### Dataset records
= = = = =

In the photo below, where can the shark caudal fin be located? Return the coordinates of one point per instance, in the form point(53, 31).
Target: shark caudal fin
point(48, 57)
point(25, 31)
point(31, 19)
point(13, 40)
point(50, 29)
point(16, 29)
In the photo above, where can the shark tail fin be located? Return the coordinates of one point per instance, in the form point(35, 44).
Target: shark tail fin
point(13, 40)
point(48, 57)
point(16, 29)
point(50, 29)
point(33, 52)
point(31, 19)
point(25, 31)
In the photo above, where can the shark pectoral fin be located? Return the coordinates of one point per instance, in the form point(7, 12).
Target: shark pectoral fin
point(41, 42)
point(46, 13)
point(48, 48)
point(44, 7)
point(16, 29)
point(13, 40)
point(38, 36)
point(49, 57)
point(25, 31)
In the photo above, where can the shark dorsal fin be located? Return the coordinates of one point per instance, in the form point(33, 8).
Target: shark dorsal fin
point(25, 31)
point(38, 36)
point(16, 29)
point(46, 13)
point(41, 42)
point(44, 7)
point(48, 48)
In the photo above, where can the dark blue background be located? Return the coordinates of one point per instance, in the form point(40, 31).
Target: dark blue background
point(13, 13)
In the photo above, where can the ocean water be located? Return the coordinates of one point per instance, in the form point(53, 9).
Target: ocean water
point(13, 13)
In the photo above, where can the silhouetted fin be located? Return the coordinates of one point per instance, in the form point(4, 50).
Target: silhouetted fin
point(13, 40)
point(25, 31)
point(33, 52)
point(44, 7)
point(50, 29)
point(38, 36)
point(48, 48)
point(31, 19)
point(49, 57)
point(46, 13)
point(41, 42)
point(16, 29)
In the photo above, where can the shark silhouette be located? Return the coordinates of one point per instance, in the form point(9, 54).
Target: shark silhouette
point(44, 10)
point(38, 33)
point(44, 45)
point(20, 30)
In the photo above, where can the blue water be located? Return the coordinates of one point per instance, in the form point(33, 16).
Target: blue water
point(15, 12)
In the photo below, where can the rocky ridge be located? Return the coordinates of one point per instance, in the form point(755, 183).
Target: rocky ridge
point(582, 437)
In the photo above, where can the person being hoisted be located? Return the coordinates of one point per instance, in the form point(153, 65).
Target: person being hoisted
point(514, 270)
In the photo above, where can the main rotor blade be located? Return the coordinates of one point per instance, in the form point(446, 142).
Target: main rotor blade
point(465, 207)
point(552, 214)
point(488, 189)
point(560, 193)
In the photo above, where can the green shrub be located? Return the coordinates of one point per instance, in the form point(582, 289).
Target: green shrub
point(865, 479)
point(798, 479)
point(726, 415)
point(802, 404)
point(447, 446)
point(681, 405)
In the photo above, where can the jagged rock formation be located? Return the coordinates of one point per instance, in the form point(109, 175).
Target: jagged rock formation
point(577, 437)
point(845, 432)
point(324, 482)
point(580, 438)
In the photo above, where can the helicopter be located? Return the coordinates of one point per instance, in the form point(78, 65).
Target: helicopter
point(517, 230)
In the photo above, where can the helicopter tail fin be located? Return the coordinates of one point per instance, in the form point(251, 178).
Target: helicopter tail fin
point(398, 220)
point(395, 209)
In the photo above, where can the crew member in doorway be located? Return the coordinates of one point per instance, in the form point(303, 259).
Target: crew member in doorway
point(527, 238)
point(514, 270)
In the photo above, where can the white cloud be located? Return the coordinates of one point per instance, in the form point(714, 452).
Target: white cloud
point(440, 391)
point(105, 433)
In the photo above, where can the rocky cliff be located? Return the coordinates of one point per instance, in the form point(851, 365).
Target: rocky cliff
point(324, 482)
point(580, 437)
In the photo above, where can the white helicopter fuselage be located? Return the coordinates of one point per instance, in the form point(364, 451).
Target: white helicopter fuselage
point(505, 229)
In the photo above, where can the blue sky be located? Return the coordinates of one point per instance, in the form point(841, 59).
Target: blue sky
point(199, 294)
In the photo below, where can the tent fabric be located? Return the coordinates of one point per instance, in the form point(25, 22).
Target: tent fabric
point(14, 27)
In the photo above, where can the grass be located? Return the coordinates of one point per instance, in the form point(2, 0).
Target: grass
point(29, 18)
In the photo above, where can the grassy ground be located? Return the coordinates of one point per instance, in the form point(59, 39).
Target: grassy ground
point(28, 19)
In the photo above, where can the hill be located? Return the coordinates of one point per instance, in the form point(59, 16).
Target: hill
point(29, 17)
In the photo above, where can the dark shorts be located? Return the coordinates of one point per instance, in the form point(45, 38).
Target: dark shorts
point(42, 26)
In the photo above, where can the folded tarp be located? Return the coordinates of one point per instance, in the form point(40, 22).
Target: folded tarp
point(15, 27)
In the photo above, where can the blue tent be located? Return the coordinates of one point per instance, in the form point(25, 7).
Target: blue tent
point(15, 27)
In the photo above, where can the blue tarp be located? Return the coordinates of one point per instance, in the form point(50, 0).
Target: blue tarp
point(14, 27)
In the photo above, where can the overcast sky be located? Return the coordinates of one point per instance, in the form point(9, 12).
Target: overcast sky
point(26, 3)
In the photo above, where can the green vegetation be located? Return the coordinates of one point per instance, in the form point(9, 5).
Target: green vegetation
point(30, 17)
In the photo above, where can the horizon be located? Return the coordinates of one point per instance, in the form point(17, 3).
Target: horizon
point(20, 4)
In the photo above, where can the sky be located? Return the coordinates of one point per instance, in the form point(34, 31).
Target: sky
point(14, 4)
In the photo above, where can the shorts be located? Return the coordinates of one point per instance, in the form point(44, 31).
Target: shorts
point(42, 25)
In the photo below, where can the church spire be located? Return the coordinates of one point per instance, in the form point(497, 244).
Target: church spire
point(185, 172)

= = = = =

### WHAT TO DO
The answer must be a word-for-word reproduction of every record above.

### YOUR SOLUTION
In the photo below, where can the shark caudal fin be located? Return the coordinates of one point per instance, in the form point(53, 31).
Target: shark caudal fin
point(48, 57)
point(25, 31)
point(31, 19)
point(13, 40)
point(50, 29)
point(16, 29)
In the photo above, where can the shark tail fin be located? Return the coordinates of one point per instance, in the form point(35, 44).
Target: shark tail fin
point(13, 40)
point(48, 57)
point(16, 29)
point(50, 29)
point(33, 52)
point(31, 19)
point(25, 31)
In the photo above, where can the shark pectoral fin be located? Return the coordinates of one point per instance, in the form point(7, 12).
Target: shark pectoral fin
point(41, 42)
point(46, 13)
point(48, 48)
point(44, 7)
point(16, 29)
point(13, 40)
point(38, 36)
point(49, 57)
point(25, 31)
In the photo above, where can the shark dorsal fin be located? Return the coordinates of one point per instance, in the form point(33, 8).
Target: shark dorsal fin
point(25, 31)
point(38, 36)
point(16, 29)
point(46, 13)
point(41, 42)
point(44, 7)
point(48, 48)
In the photo above, where can the dark blue background be located? Return the coordinates of one point per instance, in the form point(40, 31).
Target: dark blue background
point(13, 13)
In the photo above, where can the ocean water be located? Return the coordinates of one point per instance, in the form point(53, 9).
Target: ocean water
point(13, 13)
In the photo above, where can the silhouetted fin be located? Return the coordinates of one point per instance, in the form point(4, 50).
Target: silhouetted fin
point(13, 40)
point(25, 31)
point(33, 52)
point(44, 7)
point(50, 29)
point(38, 36)
point(48, 48)
point(31, 19)
point(49, 57)
point(46, 13)
point(41, 42)
point(16, 29)
In the photo above, where can the shark silhouette be located? Return the coordinates of one point per instance, in the form point(9, 54).
Target: shark silhouette
point(44, 10)
point(38, 33)
point(44, 45)
point(20, 30)
In the photo above, where can the blue water be located? Return the coordinates of one point per instance, in the form point(33, 16).
Target: blue water
point(15, 12)
In the photo below, where can the rocky ridge be located? Return the coordinates of one point per instance, in the form point(755, 183).
Target: rocky ridge
point(582, 437)
In the photo above, where can the person being hoisted be located? Return the coordinates of one point per instance, in the form point(153, 65).
Target: person being hoisted
point(514, 270)
In the photo above, where can the main rotor blade be located? Return the coordinates of one point per instance, in the form point(446, 142).
Target: main rotor blade
point(465, 207)
point(552, 214)
point(488, 189)
point(560, 193)
In the photo above, where can the green shrub be located? Return the coordinates of one point per instance, in the form point(582, 289).
Target: green shrub
point(865, 479)
point(798, 479)
point(726, 415)
point(802, 404)
point(447, 446)
point(681, 405)
In the photo above, where can the jagged rock formation be located? Return the coordinates of one point per instance, in the form point(109, 175).
Target: jagged rock formation
point(577, 437)
point(845, 432)
point(324, 482)
point(580, 438)
In the photo above, where can the helicopter be located? Return the coordinates of one point per instance, in the form point(78, 65).
Target: helicopter
point(517, 230)
In the photo above, where can the helicopter tail fin be located? Return the coordinates of one point per instance, in the form point(251, 178).
Target: helicopter tail fin
point(398, 220)
point(395, 209)
In the photo above, where can the crew member in doorway be located? Return the coordinates of one point per instance, in the form point(303, 259).
Target: crew member in doorway
point(527, 238)
point(514, 270)
In the photo above, where can the white cloud be located? Return the coordinates of one point per instance, in the form point(714, 452).
Target: white cloud
point(440, 391)
point(105, 433)
In the photo above, where can the rocky cliff be located? Return the coordinates of one point per instance, in the form point(851, 365).
Target: rocky cliff
point(324, 482)
point(580, 437)
In the photo above, where can the white helicopter fuselage be located? Return the coordinates of one point per instance, in the form point(364, 451).
Target: white helicopter fuselage
point(505, 229)
In the photo above, where can the blue sky be located? Return the coordinates of one point per instance, in the form point(841, 59).
Target: blue sky
point(199, 294)
In the photo below, where can the tent fabric be located? Return the coordinates of one point per instance, in the form point(25, 22).
Target: tent fabric
point(14, 27)
In the photo above, where can the grass be located? Return the coordinates of one point per instance, in the form point(2, 0).
Target: grass
point(29, 18)
In the photo above, where can the grassy ground be located? Return the coordinates of one point per instance, in the form point(59, 39).
Target: grassy ground
point(28, 19)
In the photo above, where can the hill be located? Return the coordinates of one point per instance, in the form point(59, 16).
Target: hill
point(29, 17)
In the photo above, where can the dark shorts be located? Return the coordinates of one point per instance, in the form point(45, 38).
Target: dark shorts
point(42, 26)
In the photo above, where can the folded tarp be located? Return the coordinates of one point per instance, in the form point(40, 22).
Target: folded tarp
point(15, 27)
In the photo above, where can the blue tent be located? Return the coordinates of one point per instance, in the form point(25, 7).
Target: blue tent
point(15, 27)
In the photo above, where can the blue tarp be located? Return the coordinates of one point per instance, in the form point(50, 0).
Target: blue tarp
point(14, 27)
In the photo above, where can the overcast sky be located? Return the coordinates of one point per instance, in the form point(9, 12).
Target: overcast sky
point(26, 3)
In the photo above, where can the green vegetation be located? Return the coordinates of one point per instance, in the form point(9, 5).
Target: green vegetation
point(30, 17)
In the photo above, where can the horizon be located? Return the coordinates of one point per instance, in the form point(17, 3).
Target: horizon
point(20, 4)
In the photo above, where can the sky be located? Return the coordinates of one point per instance, in the form point(34, 31).
Target: sky
point(14, 4)
In the photo above, where can the shorts be located? Return the coordinates of one point per instance, in the form point(44, 31).
Target: shorts
point(42, 25)
In the photo below, where can the church spire be located? Return the coordinates of one point per instance, in the form point(497, 244).
Target: church spire
point(185, 172)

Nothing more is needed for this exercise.